- Fragmento del texto:
Voy a escribir desde los años de la certidumbre, como si ello hubiese sido tan natural que no daba cabida a duda alguna. Hablo de los años 70 y 80. También lo hago desde un lugar que me catapultaría seguramente al espacio laboral que creía merecer. Con el tiempo y las aguas el abanico se abría aún más: crecía una clase media ávida de asensos y reconocimientos y de la justa ocupación de espacios de representatividad pública. Aparejado a ello, la ampliación de una oferta de estudios de especialización y sub-especialización una más atractiva que otra, creaba fantasías exhorbitantes en las jóvenes mentes. Y… a la vuelta del siglo tener un título literalmente suponía un billete al cielo. Nadie parecía percatarse que esta misma oferta intensamente diversificada era parte de un crecimiento –no del mercado laboral- sino del mercado del capital.

- Datos:
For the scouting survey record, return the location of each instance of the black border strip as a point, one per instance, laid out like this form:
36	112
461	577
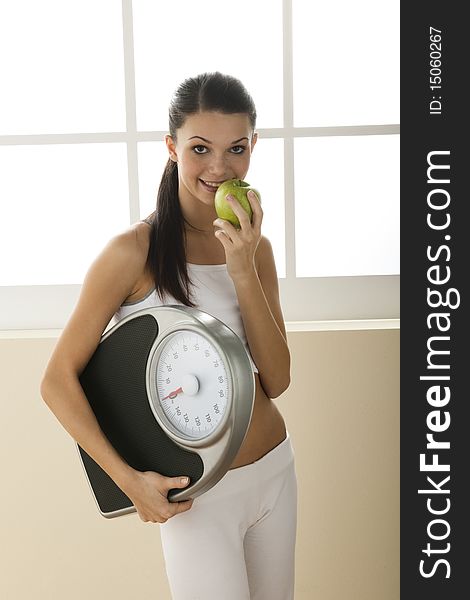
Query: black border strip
434	271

- Ejercicio A:
Responde estas preguntas sobre el fragmento acerca de los años de la certidumbre:
(i) ¿Qué décadas se mencionan como los años de la certidumbre?
(ii) ¿Qué suponía literalmente tener un título a la vuelta del siglo?
(iii) ¿De qué crecimiento formaba parte la oferta de estudios intensamente diversificada?
- Ejercicio B:
Escribe la continuación del fragmento sobre los años de la certidumbre a partir de su última oración.

- Resultado A:
(i) Los años 70 y 80.
(ii) Un billete al cielo.
(iii) Del crecimiento del mercado del capital, no del mercado laboral.

- Resultado B:
Se vendían carreras como vender zapatos o tuercas. Las maestrías bajaron de dos y tres años a 9 meses. La calidad de la educación desmejoró ostensiblemente; se trataba de crear en poco tiempo y a bajos costes, personas listas para entrar de manera “profesional” a un mercado que demandaba velocidad y “pertinencia”. El proceso de reflexionar y debatir no iba acorde con los nuevos tiempos; más que aprender a resolver con creatividad y ética, se requería el “hacer”, ejecutar bajo los parámetros de un mercado uniformizante, a costa de lo que fuese.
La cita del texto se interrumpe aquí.